:: Written instruction ::
Render every line of the material below as one string in a single JSON list, leaving out any blank lines.

:: Extracted information ::
## START
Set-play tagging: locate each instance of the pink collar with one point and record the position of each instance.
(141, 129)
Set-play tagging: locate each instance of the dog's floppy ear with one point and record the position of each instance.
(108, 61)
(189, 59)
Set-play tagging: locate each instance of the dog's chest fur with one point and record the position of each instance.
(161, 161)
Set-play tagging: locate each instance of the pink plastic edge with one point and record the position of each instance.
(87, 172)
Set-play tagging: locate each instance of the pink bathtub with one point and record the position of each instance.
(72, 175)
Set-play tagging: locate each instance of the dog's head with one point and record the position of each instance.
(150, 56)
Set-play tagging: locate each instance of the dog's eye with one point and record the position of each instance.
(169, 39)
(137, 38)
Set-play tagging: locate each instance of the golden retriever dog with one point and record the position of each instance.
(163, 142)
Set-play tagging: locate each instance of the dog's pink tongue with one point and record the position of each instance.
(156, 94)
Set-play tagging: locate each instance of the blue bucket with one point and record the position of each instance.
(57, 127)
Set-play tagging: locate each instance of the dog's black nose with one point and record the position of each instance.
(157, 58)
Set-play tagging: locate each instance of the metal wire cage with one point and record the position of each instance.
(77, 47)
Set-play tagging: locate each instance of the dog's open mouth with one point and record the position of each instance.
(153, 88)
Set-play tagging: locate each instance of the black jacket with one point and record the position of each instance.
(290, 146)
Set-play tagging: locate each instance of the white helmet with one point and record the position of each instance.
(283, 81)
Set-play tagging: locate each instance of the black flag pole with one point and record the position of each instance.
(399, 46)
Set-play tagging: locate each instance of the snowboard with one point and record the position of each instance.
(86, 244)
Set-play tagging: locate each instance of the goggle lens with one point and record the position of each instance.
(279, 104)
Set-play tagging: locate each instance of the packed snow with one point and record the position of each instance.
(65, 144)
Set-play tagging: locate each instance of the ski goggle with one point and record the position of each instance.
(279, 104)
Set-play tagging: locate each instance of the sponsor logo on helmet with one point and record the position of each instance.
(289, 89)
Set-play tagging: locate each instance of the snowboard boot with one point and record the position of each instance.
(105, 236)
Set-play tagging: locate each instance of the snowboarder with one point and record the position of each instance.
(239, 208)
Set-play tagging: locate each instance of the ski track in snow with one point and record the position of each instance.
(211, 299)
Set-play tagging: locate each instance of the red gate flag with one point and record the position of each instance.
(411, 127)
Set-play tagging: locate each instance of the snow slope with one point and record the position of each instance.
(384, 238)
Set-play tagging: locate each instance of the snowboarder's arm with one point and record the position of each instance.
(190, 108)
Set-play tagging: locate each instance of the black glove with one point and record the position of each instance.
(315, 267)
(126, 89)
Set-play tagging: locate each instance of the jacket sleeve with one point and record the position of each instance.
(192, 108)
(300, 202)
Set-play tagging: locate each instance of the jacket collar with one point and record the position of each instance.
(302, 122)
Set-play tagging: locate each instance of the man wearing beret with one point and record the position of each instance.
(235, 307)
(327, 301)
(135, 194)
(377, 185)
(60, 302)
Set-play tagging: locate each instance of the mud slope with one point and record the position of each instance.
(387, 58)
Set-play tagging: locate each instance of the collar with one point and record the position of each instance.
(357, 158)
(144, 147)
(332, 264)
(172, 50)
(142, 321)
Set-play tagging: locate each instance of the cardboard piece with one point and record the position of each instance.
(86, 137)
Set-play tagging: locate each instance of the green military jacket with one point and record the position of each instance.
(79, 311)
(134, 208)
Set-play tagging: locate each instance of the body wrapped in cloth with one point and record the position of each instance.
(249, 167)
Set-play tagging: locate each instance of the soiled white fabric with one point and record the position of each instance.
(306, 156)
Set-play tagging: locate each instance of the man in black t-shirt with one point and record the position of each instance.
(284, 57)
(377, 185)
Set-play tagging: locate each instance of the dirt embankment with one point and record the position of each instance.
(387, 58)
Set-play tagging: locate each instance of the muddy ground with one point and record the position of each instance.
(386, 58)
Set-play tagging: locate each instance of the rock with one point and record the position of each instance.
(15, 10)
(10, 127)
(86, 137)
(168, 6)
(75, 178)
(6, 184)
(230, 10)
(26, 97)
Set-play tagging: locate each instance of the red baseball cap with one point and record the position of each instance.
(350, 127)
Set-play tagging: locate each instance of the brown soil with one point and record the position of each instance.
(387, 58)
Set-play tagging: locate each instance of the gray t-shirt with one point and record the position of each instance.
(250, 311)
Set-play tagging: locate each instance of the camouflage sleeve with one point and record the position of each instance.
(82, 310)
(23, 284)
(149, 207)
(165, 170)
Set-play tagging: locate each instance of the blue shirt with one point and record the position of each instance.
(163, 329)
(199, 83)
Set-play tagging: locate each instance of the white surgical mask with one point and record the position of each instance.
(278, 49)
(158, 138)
## END
:: Task output ::
[
  "Set-play tagging: locate each instance of the pink collar with one point and record the position of each instance.",
  "(141, 129)",
  "Set-play tagging: locate each instance of the dog's floppy ear with one point and record the position of each instance.",
  "(108, 61)",
  "(189, 59)",
  "Set-play tagging: locate each instance of the dog's chest fur with one point and record the position of each instance.",
  "(161, 161)",
  "Set-play tagging: locate each instance of the pink plastic edge with one point and record the position of each instance.",
  "(87, 172)",
  "Set-play tagging: locate each instance of the pink bathtub with one point and record the position of each instance.",
  "(72, 175)",
  "Set-play tagging: locate each instance of the dog's head with one point and record the position of each instance.",
  "(150, 56)",
  "Set-play tagging: locate each instance of the dog's eye with one point and record the position of each instance.",
  "(169, 39)",
  "(137, 38)",
  "Set-play tagging: locate each instance of the golden retriever dog with one point and record the position of each instance.",
  "(163, 142)",
  "Set-play tagging: locate each instance of the dog's pink tongue with one point and record the position of each instance.",
  "(156, 94)",
  "Set-play tagging: locate each instance of the blue bucket with one point and record the position of each instance.",
  "(57, 127)",
  "Set-play tagging: locate each instance of the dog's black nose with one point and record the position of each instance.",
  "(157, 58)",
  "Set-play tagging: locate each instance of the metal wire cage with one point and record the position of each instance.",
  "(77, 47)",
  "Set-play tagging: locate each instance of the dog's open mouth with one point and record the position of each instance.",
  "(153, 88)",
  "Set-play tagging: locate each instance of the black jacket with one point and record the position of each instance.",
  "(290, 146)",
  "Set-play tagging: locate each instance of the white helmet with one point and record the position of each instance.",
  "(283, 81)",
  "Set-play tagging: locate each instance of the black flag pole with one point and record the position of each instance.",
  "(399, 46)",
  "Set-play tagging: locate each instance of the snowboard with one point and record the position of each instance.",
  "(86, 244)",
  "Set-play tagging: locate each instance of the goggle lens with one point and record the position of each instance.",
  "(279, 104)",
  "Set-play tagging: locate each instance of the packed snow with one point and record the position of each instance.",
  "(65, 144)",
  "Set-play tagging: locate each instance of the ski goggle with one point and record the position of each instance.",
  "(279, 104)",
  "Set-play tagging: locate each instance of the sponsor logo on helmet with one point and record the position of each instance.",
  "(289, 89)",
  "Set-play tagging: locate each instance of the snowboard boot with one point and record the position of each instance.",
  "(105, 236)",
  "Set-play tagging: locate each instance of the snowboarder with one point and record the position of each instance.",
  "(239, 208)",
  "Set-play tagging: locate each instance of the ski track in snow with one point and record the position of each instance.",
  "(211, 299)",
  "Set-play tagging: locate each instance of the red gate flag with one point and record the position of each instance.",
  "(411, 127)",
  "Set-play tagging: locate each instance of the snow slope with one point and record the position of each instance.",
  "(384, 238)",
  "Set-play tagging: locate each instance of the snowboarder's arm with one point and record the position of each instance.",
  "(190, 108)",
  "Set-play tagging: locate each instance of the black glove with one point and record the position of each instance.",
  "(315, 267)",
  "(126, 89)",
  "Set-play tagging: locate each instance of the jacket sleeve with one point and record the position of each instance.",
  "(192, 108)",
  "(300, 202)",
  "Set-play tagging: locate each instance of the jacket collar with one point and record the position of each instance.",
  "(302, 122)",
  "Set-play tagging: locate each instance of the man wearing beret with one point and record the position of each instance.",
  "(235, 307)",
  "(327, 301)",
  "(135, 194)",
  "(377, 185)",
  "(60, 302)",
  "Set-play tagging: locate each instance of the mud slope with one point and record the position of each instance.",
  "(387, 58)",
  "Set-play tagging: locate each instance of the collar with one point and record the position of each instance.",
  "(357, 158)",
  "(144, 147)",
  "(332, 264)",
  "(172, 50)",
  "(142, 321)",
  "Set-play tagging: locate each instance of the cardboard piece with one point and record the position of each instance.",
  "(86, 137)",
  "Set-play tagging: locate each instance of the green military jacket with one point and record the position of each instance.",
  "(79, 311)",
  "(134, 208)",
  "Set-play tagging: locate each instance of the body wrapped in cloth with one point and record the position of each instance.",
  "(249, 167)",
  "Set-play tagging: locate each instance of the soiled white fabric with one point and record the position of each instance.",
  "(306, 156)",
  "Set-play tagging: locate each instance of the man in black t-shirt with one point and record the position of each instance.",
  "(284, 57)",
  "(377, 185)",
  "Set-play tagging: locate each instance of the dirt embankment with one point and record the position of each instance.",
  "(387, 58)",
  "Set-play tagging: locate each instance of the muddy ground with one point and record the position of each instance.",
  "(386, 58)",
  "Set-play tagging: locate each instance of the rock with one point and record the position of each instance.",
  "(15, 10)",
  "(10, 127)",
  "(86, 137)",
  "(168, 6)",
  "(75, 178)",
  "(6, 184)",
  "(230, 10)",
  "(26, 97)",
  "Set-play tagging: locate each instance of the red baseball cap with one point and record the position of each instance.",
  "(350, 127)",
  "Set-play tagging: locate each instance of the brown soil with one point and record the position of each instance.",
  "(387, 58)",
  "Set-play tagging: locate each instance of the gray t-shirt with one point and record the position of each instance.",
  "(250, 311)",
  "Set-play tagging: locate each instance of the camouflage sleeve with one point and record the position of each instance.",
  "(82, 310)",
  "(23, 284)",
  "(149, 207)",
  "(165, 170)",
  "Set-play tagging: locate each instance of the blue shirt with one point and record the position of each instance.",
  "(163, 329)",
  "(199, 83)",
  "Set-play tagging: locate each instance of the white surgical mask with one point and record the position of each instance.",
  "(278, 49)",
  "(158, 138)"
]